Transcribe the records in full, keeping every character as it is.

Excerpted records:
+--

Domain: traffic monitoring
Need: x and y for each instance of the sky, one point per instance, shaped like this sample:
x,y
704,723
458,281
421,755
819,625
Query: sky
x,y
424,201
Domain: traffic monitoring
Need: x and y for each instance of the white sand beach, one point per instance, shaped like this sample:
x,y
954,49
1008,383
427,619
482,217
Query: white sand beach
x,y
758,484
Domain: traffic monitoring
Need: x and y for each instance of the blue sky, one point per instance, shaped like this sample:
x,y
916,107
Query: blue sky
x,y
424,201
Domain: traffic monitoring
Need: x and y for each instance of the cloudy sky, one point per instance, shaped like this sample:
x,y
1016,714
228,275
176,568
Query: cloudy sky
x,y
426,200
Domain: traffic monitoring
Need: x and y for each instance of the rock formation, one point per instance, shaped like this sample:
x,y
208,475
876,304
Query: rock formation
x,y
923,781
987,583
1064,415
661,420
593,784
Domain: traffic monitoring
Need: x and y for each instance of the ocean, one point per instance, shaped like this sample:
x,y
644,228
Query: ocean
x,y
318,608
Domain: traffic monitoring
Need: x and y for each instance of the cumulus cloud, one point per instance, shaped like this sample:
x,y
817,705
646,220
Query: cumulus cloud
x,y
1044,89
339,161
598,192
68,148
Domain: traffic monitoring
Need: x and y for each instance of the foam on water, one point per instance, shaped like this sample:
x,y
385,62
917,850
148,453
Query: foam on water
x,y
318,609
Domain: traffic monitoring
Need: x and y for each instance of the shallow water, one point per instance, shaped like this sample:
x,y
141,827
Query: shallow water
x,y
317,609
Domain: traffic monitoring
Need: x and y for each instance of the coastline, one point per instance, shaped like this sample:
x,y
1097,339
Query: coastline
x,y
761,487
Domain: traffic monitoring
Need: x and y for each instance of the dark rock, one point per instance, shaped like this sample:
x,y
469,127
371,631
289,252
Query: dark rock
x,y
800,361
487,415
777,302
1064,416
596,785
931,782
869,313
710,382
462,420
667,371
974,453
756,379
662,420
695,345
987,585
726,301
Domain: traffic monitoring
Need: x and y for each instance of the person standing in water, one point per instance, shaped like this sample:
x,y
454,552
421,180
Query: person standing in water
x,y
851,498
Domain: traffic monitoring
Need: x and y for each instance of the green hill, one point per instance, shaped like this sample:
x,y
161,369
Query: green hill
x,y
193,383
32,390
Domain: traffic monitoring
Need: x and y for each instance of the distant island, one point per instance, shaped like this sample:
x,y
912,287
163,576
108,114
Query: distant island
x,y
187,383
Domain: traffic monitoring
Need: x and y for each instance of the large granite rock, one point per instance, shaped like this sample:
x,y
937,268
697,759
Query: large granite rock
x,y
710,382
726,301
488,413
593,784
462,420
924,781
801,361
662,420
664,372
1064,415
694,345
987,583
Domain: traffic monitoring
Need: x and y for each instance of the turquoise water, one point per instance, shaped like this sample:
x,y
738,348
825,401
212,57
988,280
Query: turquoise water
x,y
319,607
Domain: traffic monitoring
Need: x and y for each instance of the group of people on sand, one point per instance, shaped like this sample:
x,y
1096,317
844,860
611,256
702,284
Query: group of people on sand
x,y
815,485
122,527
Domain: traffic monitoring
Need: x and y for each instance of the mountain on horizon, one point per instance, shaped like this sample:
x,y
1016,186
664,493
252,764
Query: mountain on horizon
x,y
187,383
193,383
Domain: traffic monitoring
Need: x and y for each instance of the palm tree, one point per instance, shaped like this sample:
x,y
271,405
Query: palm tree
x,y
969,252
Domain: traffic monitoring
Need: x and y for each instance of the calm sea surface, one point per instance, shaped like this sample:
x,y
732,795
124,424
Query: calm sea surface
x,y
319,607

+--

Written solution:
Domain: traffic monitoring
Need: x and y for each instance of the sky, one point per instance, shaped like this sample:
x,y
704,723
458,281
421,755
819,625
Query: sky
x,y
424,201
Domain: traffic monitoring
Need: x and y for each instance of the white sand beach, one point per instance, shaped like this sample:
x,y
954,49
1008,383
427,619
482,217
Query: white sand beach
x,y
758,484
Domain: traffic monitoring
Need: x and y for each instance of the blue sky, one point per instance, shaped like this sample:
x,y
916,107
Query: blue sky
x,y
424,201
Domain: traffic monitoring
Need: x and y for each instance of the cloudy sky, one point per instance, shaped like this sample:
x,y
1016,714
228,275
176,568
Query: cloudy sky
x,y
426,200
Domain: traffic monitoring
Need: x and y for each instance of the rock formation, one point per instance, shaped like this sample:
x,y
208,475
876,304
Query: rock formation
x,y
923,781
987,583
1064,415
661,420
593,784
Domain: traffic monitoring
Need: x and y for each instance of the ocean, one point per instance, shaped like this sample:
x,y
644,228
Query: ocean
x,y
318,608
Domain: traffic monitoring
Need: x and y for each instance of the cumulus cloud, one point per instance, shaped like this sample:
x,y
817,705
646,220
Query: cumulus cloud
x,y
1044,89
339,161
598,192
68,148
Domain: traffic monitoring
Need: x and y for each instance of the foam on water, one point per instance, shaped like this sample:
x,y
385,62
917,850
148,453
Query: foam on water
x,y
318,609
Domain: traffic monitoring
Need: x and y for each instance of the shallow water, one point per instance, shaped like this sample:
x,y
141,827
Query: shallow water
x,y
317,609
Domain: traffic monitoring
Need: x and y for each instance of the coastline, one point per instance, shaped like this sample:
x,y
1097,339
Query: coastline
x,y
761,487
Domain: traffic monitoring
Need: x and y for each instance of the dark rock, one point per instance, shaped like this sample:
x,y
469,127
371,631
289,252
Query: dark rock
x,y
800,361
487,415
777,302
1064,416
596,785
931,782
869,313
710,382
462,420
667,371
974,453
756,379
662,420
695,345
987,585
726,301
Domain: traffic monitoring
Need: x and y for each instance of the person standing in water, one point per instance, shaped like this sample:
x,y
454,552
421,180
Query: person standing in water
x,y
851,498
Domain: traffic monitoring
Need: x and y for each instance of the green hill, one point per instance, shaped like this sample:
x,y
161,369
Query: green hill
x,y
193,383
32,390
Domain: traffic monitoring
Need: x and y for each instance of the distant island, one point per instance, shaped like this sample:
x,y
912,287
163,576
108,114
Query: distant island
x,y
187,383
Domain: traffic monitoring
Need: x and y for each instance of the large granite rock, one point per instance, shaped like this sample:
x,y
937,268
697,759
Query: large granite rock
x,y
710,382
726,301
488,413
593,784
462,420
924,781
801,361
662,420
664,372
1064,415
694,345
987,583
Domain: traffic monitoring
Need: x and y for each instance of the turquoise water, one point per instance, shaped like this sample:
x,y
738,348
825,401
212,57
988,280
Query: turquoise water
x,y
319,607
Domain: traffic monitoring
Need: x and y for each instance of the group of people on sand, one point per instance, shaped like this sample:
x,y
1096,317
844,860
611,256
702,284
Query: group of people on sand
x,y
815,485
122,527
Domain: traffic monitoring
Need: x and y for each instance of the mountain on horizon, one point per instance, shaped like this sample:
x,y
1016,186
664,493
252,764
Query: mountain on horizon
x,y
187,383
193,383
Domain: traffic monitoring
Need: x and y for each instance of the palm tree, one point per instance, shaped like this sample:
x,y
271,405
Query: palm tree
x,y
969,252
Domain: traffic monitoring
Need: x and y for each instance of the calm sea surface, one point per instance, shaped like this sample:
x,y
732,795
124,424
Query: calm sea surface
x,y
319,607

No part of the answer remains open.